Image-grounded pointing data

........

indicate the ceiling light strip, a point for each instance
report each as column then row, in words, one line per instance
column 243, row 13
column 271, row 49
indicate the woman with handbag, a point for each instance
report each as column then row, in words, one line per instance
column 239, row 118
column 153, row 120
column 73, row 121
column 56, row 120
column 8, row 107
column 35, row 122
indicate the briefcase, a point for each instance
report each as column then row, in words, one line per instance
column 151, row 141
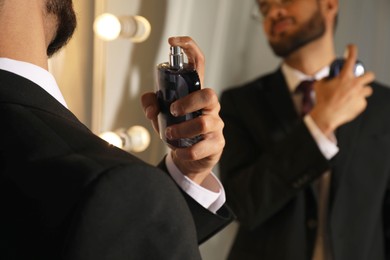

........

PROBLEM TO WORK ON:
Having removed the pictures, write out the records exactly as they stand.

TASK RESPONSE:
indicate the ceiling light strip, a point for each instance
report each as column then row, in words, one line per instance
column 243, row 13
column 271, row 49
indicate the woman with handbag, a point for each instance
report each as column then row, in words, one line per instance
column 239, row 118
column 153, row 120
column 73, row 121
column 56, row 120
column 8, row 107
column 35, row 122
indicate the briefcase, a point for each instance
report each as column then row, in words, one line per instance
column 151, row 141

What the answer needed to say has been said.